Compilation and Linking

To compile and link a cuBLAS program from the command line, we include the cublas library

 nvcc sourceFile.cpp -lcublas

To compile, link and execute a cuBLAS program in Visual Studio, we include the following

  • Project Properties -> Configuration Properties -> Linker -> Input: insert cublas.lib;
  • Project Properties -> Configuration Properties -> Build Events -> Post-Build Events -> Command Line: append copy "$(CudaToolkitBinDir)\cublas*.dll"

Helpers

The cuBLAS library provides helper functions for writing data to and retrieving data from the device.  These helper functions assist in building and retrieving vectors and matrices for the cuBLAS operations.

cublasSetVector

This function copies n elements from host vector h_x to device vector d_xsize defines the size of each element, inc_h_x defines the element spacing on the host, and inc_d_x defines the element spacing on the device.

 cublasStatus_t
 cublasSetVector(int n, int size, const void* h_x, int inc_h_x, 
  void* d_x, int inc_d_x);

cublasGetVector

This function copies n elements from device vector d_x to host vector h_xsize defines the size of each element, inc_d_x defines the element spacing on the device, and inc_h_x defines the element spacing on the host.

 cublasStatus_t
 cublasGetVector(int n, int size, const void* d_x, int inc_d_x, 
  void* h_x, int inc_h_x);

cublasSetMatrix

This function copies an r by c host matrix h_A to a device matrix d_Asize defines the size of each element, ld_h_A defines the leading dimension on the host, and ld_d_A defines the leading dimension on the device.

 cublasStatus_t
 cublasSetMatrix(int r, int c, int size, const void* h_A, int ld_h_A, 
  void* d_A, int ld_d_A);

cublasGetMatrix

This function copies an r by c device matrix d_A to a host matrix h_Asize defines the size of each element, ld_d_A defines the leading dimension on the device, and ld_h_A defines the leading dimension on the host.

- [RAW RECORDS]
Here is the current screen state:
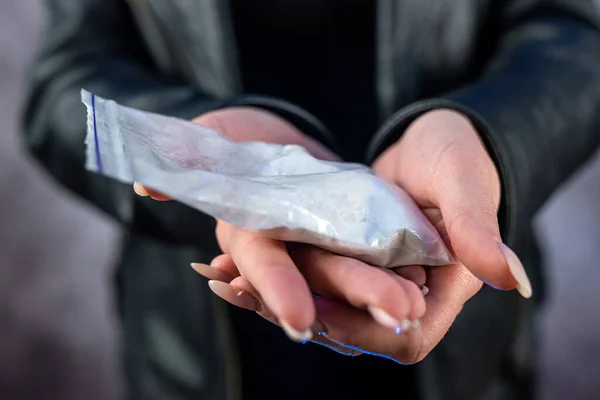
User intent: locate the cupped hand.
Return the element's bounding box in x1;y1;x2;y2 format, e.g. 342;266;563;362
134;108;425;341
198;110;532;364
373;110;532;298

- [SHORT TASK 1] Write out the stretch of the cuBLAS text from "nvcc sourceFile.cpp -lcublas" through "spacing on the device.".
- [SHORT TASK 2] According to the cuBLAS text, what command compiles and links a cuBLAS program from the command line?

- [CORRECT RESPONSE 1]
nvcc sourceFile.cpp -lcublas

To compile, link and execute a cuBLAS program in Visual Studio, we include the following

  • Project Properties -> Configuration Properties -> Linker -> Input: insert cublas.lib;
  • Project Properties -> Configuration Properties -> Build Events -> Post-Build Events -> Command Line: append copy "$(CudaToolkitBinDir)\cublas*.dll"

Helpers

The cuBLAS library provides helper functions for writing data to and retrieving data from the device.  These helper functions assist in building and retrieving vectors and matrices for the cuBLAS operations.

cublasSetVector

This function copies n elements from host vector h_x to device vector d_xsize defines the size of each element, inc_h_x defines the element spacing on the host, and inc_d_x defines the element spacing on the device.

- [CORRECT RESPONSE 2] nvcc sourceFile.cpp -lcublas